● Input data
»»

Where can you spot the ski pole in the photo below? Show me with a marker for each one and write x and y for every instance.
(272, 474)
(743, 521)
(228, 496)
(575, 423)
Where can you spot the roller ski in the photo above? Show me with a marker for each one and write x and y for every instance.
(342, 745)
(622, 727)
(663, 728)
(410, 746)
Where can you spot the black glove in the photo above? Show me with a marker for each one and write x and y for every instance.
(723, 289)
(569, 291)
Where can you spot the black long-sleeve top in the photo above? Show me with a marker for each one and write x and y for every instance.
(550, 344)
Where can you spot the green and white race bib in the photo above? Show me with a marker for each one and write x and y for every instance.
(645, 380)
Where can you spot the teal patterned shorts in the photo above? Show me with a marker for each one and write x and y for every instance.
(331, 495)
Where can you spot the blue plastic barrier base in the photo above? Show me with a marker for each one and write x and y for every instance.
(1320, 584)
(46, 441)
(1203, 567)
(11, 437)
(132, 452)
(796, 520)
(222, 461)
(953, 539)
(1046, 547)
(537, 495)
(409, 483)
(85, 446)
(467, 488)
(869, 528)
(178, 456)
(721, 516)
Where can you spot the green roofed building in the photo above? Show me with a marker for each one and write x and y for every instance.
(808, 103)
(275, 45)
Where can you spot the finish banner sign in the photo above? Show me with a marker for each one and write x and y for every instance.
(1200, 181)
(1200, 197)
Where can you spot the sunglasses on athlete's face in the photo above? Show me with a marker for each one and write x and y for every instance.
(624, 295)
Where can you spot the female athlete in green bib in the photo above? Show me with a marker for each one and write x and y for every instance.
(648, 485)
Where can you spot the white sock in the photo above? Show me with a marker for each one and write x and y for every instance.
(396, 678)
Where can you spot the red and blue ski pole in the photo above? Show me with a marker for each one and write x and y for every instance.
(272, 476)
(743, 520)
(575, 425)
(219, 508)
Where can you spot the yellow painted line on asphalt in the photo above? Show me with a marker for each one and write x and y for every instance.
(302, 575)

««

● Problem details
All of the entries above need to be set down again exactly.

● Completed task
Where can you spot the ski pole in the photo below? Show me with a marker for each one and write x and y for every instance.
(272, 474)
(743, 521)
(228, 496)
(575, 423)
Where can you spot the roller ski in the photo above? Show me with a marker for each one and write x and y for every instance.
(342, 745)
(622, 727)
(663, 728)
(410, 746)
Where can you spot the black glove in the photo above? Show me with a marker for each one and write x and y for every instance.
(723, 289)
(569, 291)
Where can you spot the black long-sleeve top in the photo above? Show me with a marker for each one and write x and y for every instance.
(550, 344)
Where can you spot the green and white race bib in the photo above? Show me with a marker for each one and write x and y for every instance.
(645, 380)
Where can you spot the teal patterned shorts in the photo above? Show me with a marker for each one and write x and y for every instance.
(331, 495)
Where can you spot the blue plastic barrier base in the photo above? Show me with a marker for each one and write x and y for every instance.
(1320, 584)
(46, 441)
(1203, 567)
(11, 437)
(132, 452)
(796, 520)
(222, 461)
(953, 539)
(1046, 547)
(537, 495)
(409, 483)
(85, 446)
(467, 488)
(869, 528)
(178, 456)
(721, 516)
Where can you spot the green roofed building in the photo above? Show me with a marker for each one and write x and y for every instance.
(808, 103)
(275, 45)
Where can you spot the finish banner sign in the photo above? Show me with a marker for each one and write x and y for every instance.
(1200, 181)
(1200, 197)
Where can you spot the sunglasses on athlete's face in the photo above? Show me with a marker for each one and write x and y for every instance.
(624, 295)
Where can you spot the female athlete in green bib in the photo above? Show me with a marker for each one and write x and y for every instance.
(648, 485)
Where can you spot the white sock in the photo above? Show me with a marker for each one and write x and y for every instance.
(396, 678)
Where can you spot the red and blue ski pole in the photo above? Show me with a marker for each one and write x and y for every instance.
(272, 476)
(743, 520)
(575, 425)
(219, 508)
Where can you spot the yellow painted line on asphalt in the photo above? Show me with a marker for each one and write x and y for every instance.
(302, 575)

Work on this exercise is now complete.